- _The data_:
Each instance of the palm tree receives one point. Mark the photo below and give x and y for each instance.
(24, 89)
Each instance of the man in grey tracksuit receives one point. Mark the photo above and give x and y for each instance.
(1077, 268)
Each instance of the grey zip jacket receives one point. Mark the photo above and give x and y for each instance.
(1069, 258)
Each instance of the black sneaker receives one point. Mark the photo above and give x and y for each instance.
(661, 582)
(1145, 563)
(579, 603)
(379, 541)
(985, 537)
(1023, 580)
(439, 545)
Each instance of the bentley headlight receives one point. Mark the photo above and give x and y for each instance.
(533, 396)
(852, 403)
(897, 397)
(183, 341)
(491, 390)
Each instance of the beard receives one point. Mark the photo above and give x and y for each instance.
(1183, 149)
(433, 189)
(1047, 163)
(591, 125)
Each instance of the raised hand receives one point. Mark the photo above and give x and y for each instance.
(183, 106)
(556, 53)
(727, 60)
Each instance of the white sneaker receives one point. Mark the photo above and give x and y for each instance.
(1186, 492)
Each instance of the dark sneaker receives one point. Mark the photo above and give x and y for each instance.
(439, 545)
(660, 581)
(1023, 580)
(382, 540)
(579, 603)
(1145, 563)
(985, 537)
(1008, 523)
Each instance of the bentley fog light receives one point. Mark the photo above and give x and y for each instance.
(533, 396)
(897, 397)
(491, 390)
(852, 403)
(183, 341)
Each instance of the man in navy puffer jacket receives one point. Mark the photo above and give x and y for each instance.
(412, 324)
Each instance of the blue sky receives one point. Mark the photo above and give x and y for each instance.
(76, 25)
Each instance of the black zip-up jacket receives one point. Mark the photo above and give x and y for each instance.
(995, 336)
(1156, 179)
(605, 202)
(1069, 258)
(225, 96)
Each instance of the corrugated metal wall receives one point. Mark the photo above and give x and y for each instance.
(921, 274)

- _Problem_: Generate an exact reproduction of all entries.

- _Result of the exercise_:
Each instance of the palm tree receives one point. Mark the photo below and give x and y for each instance.
(24, 89)
Each instance of the man in grey tracksuit receives one point. Mark the photo above and give x and y for each instance.
(1077, 268)
Each instance of the grey zip jacket receives one point. Mark the photo above and give x and y for each instance.
(1069, 258)
Each instance of the black sneaker receives one point. Mark the photo above and give x and y for each instance.
(661, 582)
(1145, 563)
(579, 603)
(379, 541)
(985, 537)
(1023, 580)
(439, 545)
Each instance of the bentley headlight receives one point. Mark the photo above and give x and y for each instance.
(533, 396)
(852, 403)
(897, 397)
(183, 341)
(491, 390)
Each instance of the beard receives one point. Mark the photo above and give x and y for each instance.
(1183, 149)
(433, 189)
(1047, 163)
(591, 125)
Each instance of the raised hand receives one point. Mark the photo above and give x and y for each instance.
(183, 106)
(556, 53)
(727, 60)
Each instance of the white sneaker receives one point. Mark the photo above and give x and y for each instance.
(1186, 492)
Each instance of the dark sneaker receives one point. Mark the photo above and give x and y for each instance.
(439, 545)
(660, 581)
(1023, 580)
(382, 540)
(579, 603)
(1145, 563)
(985, 537)
(1008, 523)
Each instance of the bentley fog light receives one point. Mark the photo above and give x and y for each instance.
(533, 396)
(897, 397)
(491, 390)
(852, 403)
(183, 341)
Each instance of the man in navy puffer jacket receives one point. Mark the photo above and give x and y for each instance.
(412, 324)
Each instance of the blue sky receives one point. Mark the photo above and give x and y for each instance.
(76, 25)
Each instance of the black zip-up jacket receives one point. Mark the photo above and give x and y for each instance.
(995, 336)
(1156, 179)
(605, 202)
(1069, 258)
(225, 96)
Each instance of the corrugated metal wall receives one point. Mark the photo above and give x and y for each instance.
(921, 274)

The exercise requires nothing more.